Exercise requirements: Go through the entries and copy every line that has the string "bird" in it.

Input data:
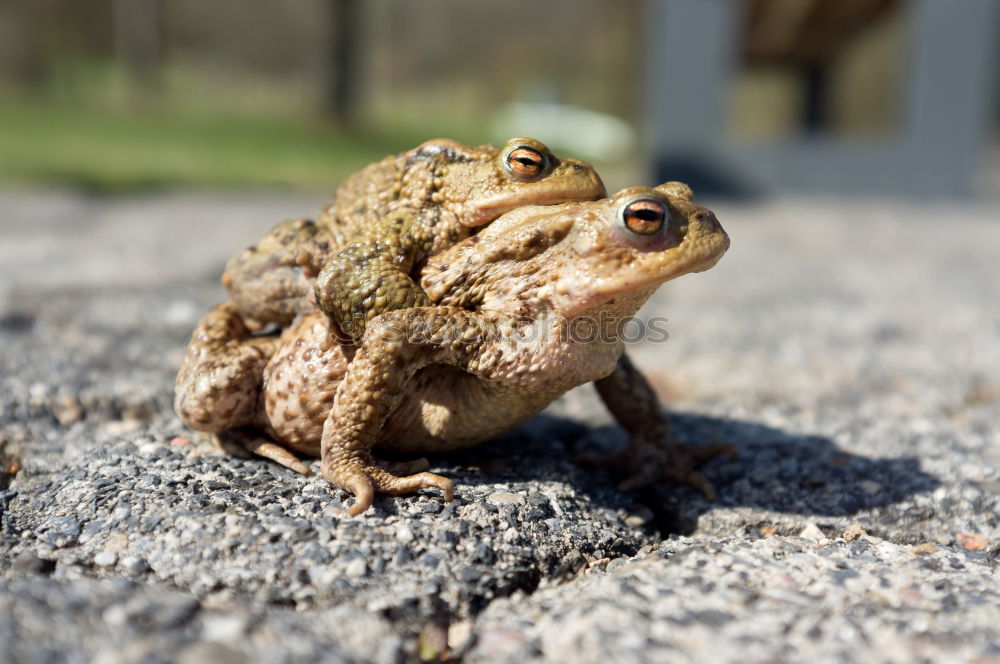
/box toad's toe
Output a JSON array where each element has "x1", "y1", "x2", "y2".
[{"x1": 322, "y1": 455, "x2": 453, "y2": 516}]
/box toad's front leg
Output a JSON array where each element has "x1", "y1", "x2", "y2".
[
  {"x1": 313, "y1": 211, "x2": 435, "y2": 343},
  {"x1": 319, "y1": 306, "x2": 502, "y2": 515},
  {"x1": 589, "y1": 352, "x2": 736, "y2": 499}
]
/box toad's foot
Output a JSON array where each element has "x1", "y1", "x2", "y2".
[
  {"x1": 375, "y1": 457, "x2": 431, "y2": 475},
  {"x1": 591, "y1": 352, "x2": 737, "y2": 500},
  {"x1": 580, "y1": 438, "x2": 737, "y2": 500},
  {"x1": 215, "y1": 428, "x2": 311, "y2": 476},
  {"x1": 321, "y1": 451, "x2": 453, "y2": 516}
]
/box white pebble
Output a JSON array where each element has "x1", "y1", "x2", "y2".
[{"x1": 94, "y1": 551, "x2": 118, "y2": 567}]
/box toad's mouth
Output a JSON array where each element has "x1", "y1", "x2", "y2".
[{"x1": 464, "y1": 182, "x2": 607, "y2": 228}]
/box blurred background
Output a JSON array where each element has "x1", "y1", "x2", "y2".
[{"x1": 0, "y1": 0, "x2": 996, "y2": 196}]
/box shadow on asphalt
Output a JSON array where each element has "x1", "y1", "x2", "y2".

--

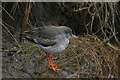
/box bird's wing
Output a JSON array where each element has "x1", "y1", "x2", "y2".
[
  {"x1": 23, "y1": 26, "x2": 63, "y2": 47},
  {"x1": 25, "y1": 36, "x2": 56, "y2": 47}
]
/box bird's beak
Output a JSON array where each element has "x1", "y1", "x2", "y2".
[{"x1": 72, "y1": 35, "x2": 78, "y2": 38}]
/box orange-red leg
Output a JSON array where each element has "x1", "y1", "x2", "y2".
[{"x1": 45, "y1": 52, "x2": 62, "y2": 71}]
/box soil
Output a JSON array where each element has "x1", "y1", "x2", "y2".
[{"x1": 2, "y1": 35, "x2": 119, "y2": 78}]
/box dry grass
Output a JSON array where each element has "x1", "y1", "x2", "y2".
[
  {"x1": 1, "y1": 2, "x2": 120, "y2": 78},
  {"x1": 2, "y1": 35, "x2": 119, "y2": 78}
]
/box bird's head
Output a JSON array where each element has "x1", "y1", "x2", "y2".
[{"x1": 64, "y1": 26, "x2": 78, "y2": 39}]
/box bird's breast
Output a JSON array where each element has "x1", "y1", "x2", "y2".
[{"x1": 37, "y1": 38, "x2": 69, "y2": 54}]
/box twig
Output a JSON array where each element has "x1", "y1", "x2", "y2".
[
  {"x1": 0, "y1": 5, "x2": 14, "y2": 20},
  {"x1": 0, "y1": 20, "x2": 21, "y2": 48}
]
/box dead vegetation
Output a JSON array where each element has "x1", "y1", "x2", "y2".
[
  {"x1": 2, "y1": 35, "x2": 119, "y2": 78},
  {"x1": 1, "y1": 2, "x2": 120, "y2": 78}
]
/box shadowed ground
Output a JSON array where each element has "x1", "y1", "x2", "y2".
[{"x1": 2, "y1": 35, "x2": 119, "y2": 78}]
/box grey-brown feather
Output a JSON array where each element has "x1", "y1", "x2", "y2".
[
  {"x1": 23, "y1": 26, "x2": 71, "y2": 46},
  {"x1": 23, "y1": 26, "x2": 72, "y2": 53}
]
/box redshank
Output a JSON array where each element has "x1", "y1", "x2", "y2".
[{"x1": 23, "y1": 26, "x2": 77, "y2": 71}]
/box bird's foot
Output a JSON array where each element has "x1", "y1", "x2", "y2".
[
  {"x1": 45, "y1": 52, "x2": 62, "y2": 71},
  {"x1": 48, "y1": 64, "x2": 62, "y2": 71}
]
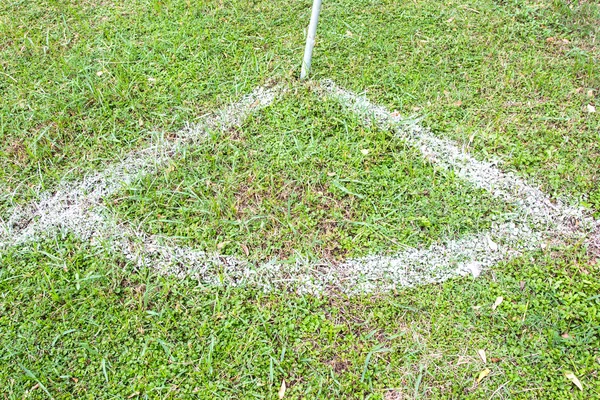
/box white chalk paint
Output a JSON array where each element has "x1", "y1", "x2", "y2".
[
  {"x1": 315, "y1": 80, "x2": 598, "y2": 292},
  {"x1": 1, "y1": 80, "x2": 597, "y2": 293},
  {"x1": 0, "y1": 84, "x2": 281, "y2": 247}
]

Result of the exercise:
/box bird's wing
/box bird's beak
/box bird's head
/box bird's breast
/box bird's foot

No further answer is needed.